▶ Extrait proposé
● ● ● ● ●
Nations Unies

CCPR/C/ETH/Q/1

Pacte international relatif aux droits civils et politiques

Distr. générale

15 septembre 2010

Français

Original: anglais

Comité des droits de l’homme

Quatre-vingt-dix-neuvième session

Genève, 12-30 juillet 2010

Liste de points à traiter à l’occasion de l’examen du rapport initial de l’Éthiopie (CCPR/C/ETH/1)

Cadre constitutionnel et juridique de l’application du Pacte

1.Indiquer si l’État partie a l’intention de publier le Pacte au Journal officiel fédéral (Federal Negarit Gazeta) (document de base, par. 121 et 122) et de l’appliquer directement ou de l’utiliser effectivement pour interpréter la législation nationale, conformément à l’article 9 (par. 4) et à l’article 13 (par. 2) de la Constitution (rapport initial, par. 16; document de base, par. 168 et 169).

2.Expliquer pourquoi, depuis sa création, la Commission éthiopienne des droits de l’homme n’a jamais fait d’observations sur des lois existantes ou proposées alors que son mandat le prévoit (document de base, par. 162, 194 d), 219 et 221), n’a rendu public aucun rapport d’activités annuel ni soumis des informations aux organes conventionnels ou au Conseil des droits de l’homme et qu’elle a rarement dénoncé publiquement les violations des droits de l’homme. Préciser les initiatives qui peuvent avoir été prises par la Commission pour ouvrir des bureaux régionaux (par. 224) et pour demander l’accréditation au Comité international de coordination des institutions nationales des droits de l’homme.

3.Donner des renseignements sur ce que l’État partie a entrepris concrètement en vue d’étudier la possibilité de ratifier le premier Protocole facultatif se rapportant au Pacte, comme il s’y est engagé pendant l’Examen périodique universel(voir A/HRC/13/17/Add.1, par. 3).

Mesures de lutte contre le terrorisme et respect des garanties consacrées dans le Pacte

4.Expliquer comment les dispositions de la Proclamation antiterroriste (no652/2009), qui donne par exemple une définition large de l’incitation au terrorisme et des actes de terrorisme et des infractions apparentées (art. 2 (par. 6), 3 (par. 1), 5 (par. 1), 6, 7 (par. 1) et 11), ne prévoit pas de contrôle judiciaire (art. 16, 21, 22 et 25), accorde des pouvoirs étendus à la police pour arrêter les suspects (art. 19), fixe de longues périodes de détention (art. 20) et permet l’utilisation de preuves telles que des informations obtenues par les services du renseignement, les preuves par commune renommée et indirectes et les aveux (art. 23) ainsi que la possibilité de faire déposer des témoins anonymes et de façon secrète dans des procès à huis clos (art. 32, par. 1) peuvent être compatibles avec les obligations de l’État partie en vertu des articles 7, 9, 14 et 17 du Pacte.

Non-discrimination; discrimination et violence à l’égard des femmes (art. 2 (par. 1), 3, 23 et 26)
● ● ● ● ●
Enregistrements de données
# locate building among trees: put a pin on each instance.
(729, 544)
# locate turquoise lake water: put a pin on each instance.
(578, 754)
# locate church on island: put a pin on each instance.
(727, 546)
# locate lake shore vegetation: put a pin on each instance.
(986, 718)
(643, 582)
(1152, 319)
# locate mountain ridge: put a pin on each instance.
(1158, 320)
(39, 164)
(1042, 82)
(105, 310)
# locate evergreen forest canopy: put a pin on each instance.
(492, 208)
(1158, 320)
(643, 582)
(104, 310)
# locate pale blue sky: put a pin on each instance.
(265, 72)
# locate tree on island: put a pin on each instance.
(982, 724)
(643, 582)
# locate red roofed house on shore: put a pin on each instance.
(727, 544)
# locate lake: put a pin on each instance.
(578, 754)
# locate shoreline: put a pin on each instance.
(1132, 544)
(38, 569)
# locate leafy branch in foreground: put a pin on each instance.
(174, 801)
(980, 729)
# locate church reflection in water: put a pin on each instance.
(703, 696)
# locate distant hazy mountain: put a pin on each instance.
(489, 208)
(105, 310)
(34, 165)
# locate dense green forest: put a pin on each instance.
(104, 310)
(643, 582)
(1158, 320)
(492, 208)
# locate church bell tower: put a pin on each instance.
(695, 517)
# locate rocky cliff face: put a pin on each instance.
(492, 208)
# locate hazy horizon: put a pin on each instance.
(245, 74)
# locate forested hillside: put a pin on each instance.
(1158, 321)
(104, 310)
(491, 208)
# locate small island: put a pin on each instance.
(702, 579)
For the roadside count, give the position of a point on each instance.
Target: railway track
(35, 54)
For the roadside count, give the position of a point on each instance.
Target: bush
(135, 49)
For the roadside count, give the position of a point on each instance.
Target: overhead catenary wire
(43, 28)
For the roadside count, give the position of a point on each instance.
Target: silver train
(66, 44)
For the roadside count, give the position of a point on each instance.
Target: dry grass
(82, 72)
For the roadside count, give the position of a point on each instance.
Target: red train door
● ● ● ● ●
▶ Objectif visé
Rédigez la suite de la liste de points sur le rapport initial de l’Éthiopie, en commençant juste après la dernière ligne de l’extrait proposé.

▶ Production attendue
5.Donner des renseignements supplémentaires sur les mesures prises par l’État partie pour garantir aux hommes et aux femmes en toute égalité l’accès à l’éducation, à l’emploi, aux biens, à la terre et au crédit (document de base, par. 205 et 206, 268, 274 et 275). Préciser si l’État partie prévoit d’adopter une loi sur l’égalité entre hommes et femmes et de mettre en place des quotas obligatoires pour la représentation des femmes au Parlement fédéral ainsi qu’aux parlements régionaux (rapport initial, par. 17 à 25 et 217; document de base, par. 78).

6.À la lumière de l’article 3 du Pacte, décrire les mesures prises pour garantir l’égalité des droits des hommes et des femmes dans le mariage. Préciser si l’État partie envisage d’abolir la polygamie, notamment en procédant à une réforme de la législation régionale comme le Code de la famille de la région du Tigré, qui autorise la polygamie si la pratique est conforme aux coutumes religieuses et traditionnelles, ou le Code de la famille de la région Oromia (rapport initial, par. 225).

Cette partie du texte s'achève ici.